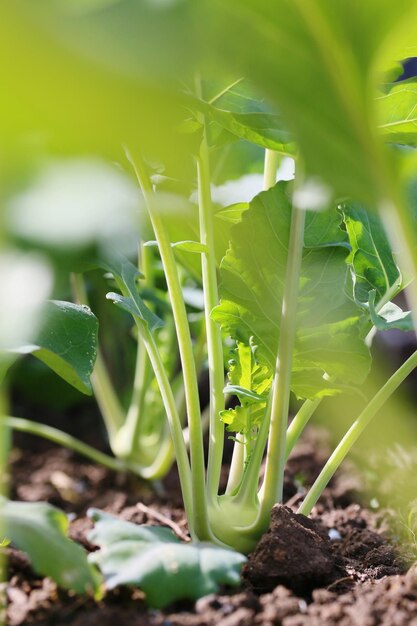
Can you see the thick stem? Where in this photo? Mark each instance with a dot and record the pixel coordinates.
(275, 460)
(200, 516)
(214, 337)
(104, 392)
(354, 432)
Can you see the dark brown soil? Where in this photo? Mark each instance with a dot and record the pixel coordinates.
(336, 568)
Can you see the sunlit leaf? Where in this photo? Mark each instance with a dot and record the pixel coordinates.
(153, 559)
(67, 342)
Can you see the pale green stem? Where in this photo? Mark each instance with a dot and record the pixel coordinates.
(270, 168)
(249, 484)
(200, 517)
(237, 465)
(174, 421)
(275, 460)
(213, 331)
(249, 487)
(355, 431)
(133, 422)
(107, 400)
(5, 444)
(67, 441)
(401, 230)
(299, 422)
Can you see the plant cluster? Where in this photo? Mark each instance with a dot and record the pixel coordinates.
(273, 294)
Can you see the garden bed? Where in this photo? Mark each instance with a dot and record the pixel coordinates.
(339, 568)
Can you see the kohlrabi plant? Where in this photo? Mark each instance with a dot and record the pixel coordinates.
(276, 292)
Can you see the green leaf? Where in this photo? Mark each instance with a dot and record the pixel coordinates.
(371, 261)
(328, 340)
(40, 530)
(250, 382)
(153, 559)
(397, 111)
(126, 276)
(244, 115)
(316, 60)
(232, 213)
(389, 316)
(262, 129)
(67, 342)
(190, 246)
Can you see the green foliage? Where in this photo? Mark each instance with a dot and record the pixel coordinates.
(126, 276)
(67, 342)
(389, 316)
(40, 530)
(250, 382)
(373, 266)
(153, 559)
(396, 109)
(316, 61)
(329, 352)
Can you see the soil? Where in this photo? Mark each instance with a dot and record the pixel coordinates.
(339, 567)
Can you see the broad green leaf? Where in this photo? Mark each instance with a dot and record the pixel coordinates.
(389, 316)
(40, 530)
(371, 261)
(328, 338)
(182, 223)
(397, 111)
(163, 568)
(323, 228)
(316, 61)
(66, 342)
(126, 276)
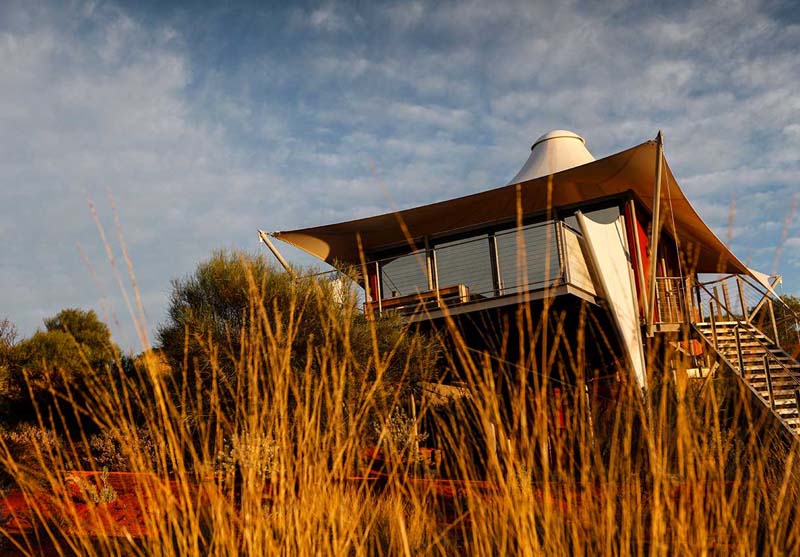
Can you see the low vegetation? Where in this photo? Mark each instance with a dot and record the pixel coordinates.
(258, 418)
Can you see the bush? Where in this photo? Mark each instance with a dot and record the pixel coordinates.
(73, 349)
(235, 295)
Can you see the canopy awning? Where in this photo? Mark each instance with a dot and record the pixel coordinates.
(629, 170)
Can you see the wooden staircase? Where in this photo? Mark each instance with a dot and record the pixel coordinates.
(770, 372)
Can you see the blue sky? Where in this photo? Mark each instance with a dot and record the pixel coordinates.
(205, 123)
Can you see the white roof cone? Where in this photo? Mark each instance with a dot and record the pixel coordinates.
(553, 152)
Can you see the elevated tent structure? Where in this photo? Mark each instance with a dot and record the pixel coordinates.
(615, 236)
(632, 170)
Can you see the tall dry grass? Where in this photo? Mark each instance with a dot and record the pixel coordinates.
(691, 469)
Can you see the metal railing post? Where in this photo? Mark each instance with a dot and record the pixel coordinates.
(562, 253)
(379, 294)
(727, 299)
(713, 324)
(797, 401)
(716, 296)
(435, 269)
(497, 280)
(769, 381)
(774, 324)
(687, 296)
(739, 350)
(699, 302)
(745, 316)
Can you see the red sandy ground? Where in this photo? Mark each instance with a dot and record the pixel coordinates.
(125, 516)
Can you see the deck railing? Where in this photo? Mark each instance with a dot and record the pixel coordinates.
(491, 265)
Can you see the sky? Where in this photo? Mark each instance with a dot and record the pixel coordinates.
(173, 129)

==

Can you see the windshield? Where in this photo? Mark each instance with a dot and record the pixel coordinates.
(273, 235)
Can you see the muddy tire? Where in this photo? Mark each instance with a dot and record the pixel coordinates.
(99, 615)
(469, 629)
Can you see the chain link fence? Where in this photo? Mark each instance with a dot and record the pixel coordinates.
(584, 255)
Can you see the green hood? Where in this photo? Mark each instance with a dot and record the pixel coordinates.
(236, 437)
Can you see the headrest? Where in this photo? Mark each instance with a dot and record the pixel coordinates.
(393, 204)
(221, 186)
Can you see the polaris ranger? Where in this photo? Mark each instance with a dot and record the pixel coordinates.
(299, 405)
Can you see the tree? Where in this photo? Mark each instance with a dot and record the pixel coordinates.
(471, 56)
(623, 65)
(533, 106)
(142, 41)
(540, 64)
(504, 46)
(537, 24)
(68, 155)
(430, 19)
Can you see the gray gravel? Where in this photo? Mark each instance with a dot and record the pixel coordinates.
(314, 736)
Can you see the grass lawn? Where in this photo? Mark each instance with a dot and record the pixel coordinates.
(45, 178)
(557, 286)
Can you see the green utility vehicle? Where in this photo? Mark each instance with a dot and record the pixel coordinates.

* * *

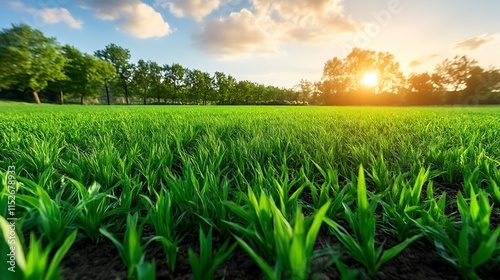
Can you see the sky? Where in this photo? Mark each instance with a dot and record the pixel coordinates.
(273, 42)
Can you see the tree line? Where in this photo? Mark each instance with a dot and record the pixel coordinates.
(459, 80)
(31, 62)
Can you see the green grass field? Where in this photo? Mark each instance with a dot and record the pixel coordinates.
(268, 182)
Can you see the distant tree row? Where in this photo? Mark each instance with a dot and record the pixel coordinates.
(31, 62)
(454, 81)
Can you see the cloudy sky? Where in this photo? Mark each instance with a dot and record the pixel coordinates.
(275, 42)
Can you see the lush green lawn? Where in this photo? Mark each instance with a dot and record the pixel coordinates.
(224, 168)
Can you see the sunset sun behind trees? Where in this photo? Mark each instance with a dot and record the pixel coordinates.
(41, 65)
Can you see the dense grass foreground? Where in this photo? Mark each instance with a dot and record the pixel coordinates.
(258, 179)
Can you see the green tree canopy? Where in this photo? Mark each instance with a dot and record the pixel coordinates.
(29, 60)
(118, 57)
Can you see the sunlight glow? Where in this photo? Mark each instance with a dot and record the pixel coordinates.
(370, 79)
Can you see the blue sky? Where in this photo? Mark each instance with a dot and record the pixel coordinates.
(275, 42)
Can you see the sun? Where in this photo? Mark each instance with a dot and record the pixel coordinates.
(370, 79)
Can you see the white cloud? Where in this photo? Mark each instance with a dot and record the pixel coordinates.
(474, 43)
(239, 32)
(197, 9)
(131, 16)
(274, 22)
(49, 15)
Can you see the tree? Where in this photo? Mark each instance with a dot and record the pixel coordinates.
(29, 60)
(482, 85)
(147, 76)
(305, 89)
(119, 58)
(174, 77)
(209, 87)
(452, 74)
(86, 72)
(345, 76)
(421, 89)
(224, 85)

TASK TO CARRY OUT ▸
Looking at the data above, return every line from the one with "Can you see the gray" down to the one with "Can you see the green utility", exactly and inclusively.

PROBLEM SOLUTION ▸
Can you see the gray gravel? Where in this photo? Mark each instance with a dot and record the pixel coordinates.
(314, 736)
Can you see the grass lawn? Where in this photo? Mark each instance with a dot and record the pixel coordinates.
(45, 178)
(557, 286)
Can you see the green utility vehicle? Where in this photo? Mark each instance with a dot and record the pixel coordinates.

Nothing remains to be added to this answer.